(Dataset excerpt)
________________________________________

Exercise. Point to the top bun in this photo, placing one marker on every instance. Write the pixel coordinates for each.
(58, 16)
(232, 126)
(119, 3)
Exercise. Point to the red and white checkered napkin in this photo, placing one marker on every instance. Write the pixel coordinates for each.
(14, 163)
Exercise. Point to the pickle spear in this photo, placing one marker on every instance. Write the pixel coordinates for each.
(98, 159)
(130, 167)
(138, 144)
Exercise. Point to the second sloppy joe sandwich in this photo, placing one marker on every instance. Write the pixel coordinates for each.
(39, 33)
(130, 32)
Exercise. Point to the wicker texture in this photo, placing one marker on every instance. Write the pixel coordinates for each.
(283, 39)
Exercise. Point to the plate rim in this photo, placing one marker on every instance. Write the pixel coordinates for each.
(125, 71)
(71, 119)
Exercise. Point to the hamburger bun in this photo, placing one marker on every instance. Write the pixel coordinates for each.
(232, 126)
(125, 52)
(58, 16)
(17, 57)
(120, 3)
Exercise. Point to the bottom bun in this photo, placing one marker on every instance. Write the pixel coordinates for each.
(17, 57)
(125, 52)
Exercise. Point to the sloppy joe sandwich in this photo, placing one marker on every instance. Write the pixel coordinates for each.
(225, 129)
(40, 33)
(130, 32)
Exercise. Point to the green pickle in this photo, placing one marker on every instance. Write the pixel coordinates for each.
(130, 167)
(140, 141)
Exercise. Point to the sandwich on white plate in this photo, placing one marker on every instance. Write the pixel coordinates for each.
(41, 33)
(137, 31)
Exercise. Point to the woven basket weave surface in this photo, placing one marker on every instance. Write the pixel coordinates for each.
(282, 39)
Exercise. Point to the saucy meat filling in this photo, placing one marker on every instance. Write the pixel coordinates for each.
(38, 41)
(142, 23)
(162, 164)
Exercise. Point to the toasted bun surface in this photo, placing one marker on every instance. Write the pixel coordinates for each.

________________________________________

== What to work on ==
Everything from the line containing "Exercise. Point to the wicker" through the final line of the listing, inclusive, must be reproduced exactly; leave out the rest.

== Solution to the problem ==
Exercise. Point to the wicker texture in this photo, placing one marker on every instance. Write the pixel coordinates for each.
(283, 39)
Exercise. Point to the plate rim in this photo, placing one marker on every instance. Write the pixel coordinates for each.
(125, 71)
(71, 119)
Exercise. Point to the hamburger bun in this photo, placing one marker on every instance. Write the pixel coordinates for each.
(232, 126)
(125, 52)
(58, 16)
(17, 57)
(120, 3)
Exercise. Point to the bottom bun in this photo, placing one marker on every instance. Write the pixel coordinates for each.
(17, 57)
(125, 52)
Exercise. Point to the sloppy joe sandwich in this photo, placing one marker on every instance. Write the pixel coordinates for each.
(225, 129)
(40, 33)
(130, 32)
Exercise. Point to the green pickle in this photo, placing one marker on every instance. Write the pixel coordinates for each.
(130, 167)
(140, 141)
Exercise. Point to the sandwich on white plate in this photo, placing one marker on every instance. Write the pixel coordinates for each.
(41, 33)
(137, 31)
Exercise. Point to the woven basket weave surface in this photo, placing one marker on every instance. Write the pixel coordinates for each.
(282, 39)
Exercise. Point to the saucy meat filling in this photo, placing one marker on every instance. Write the pixel coordinates for each.
(38, 41)
(142, 23)
(162, 164)
Exercise. Point to the toasted bun surface in this photo, placing one marker on every instance. Write the pixel coordinates for each.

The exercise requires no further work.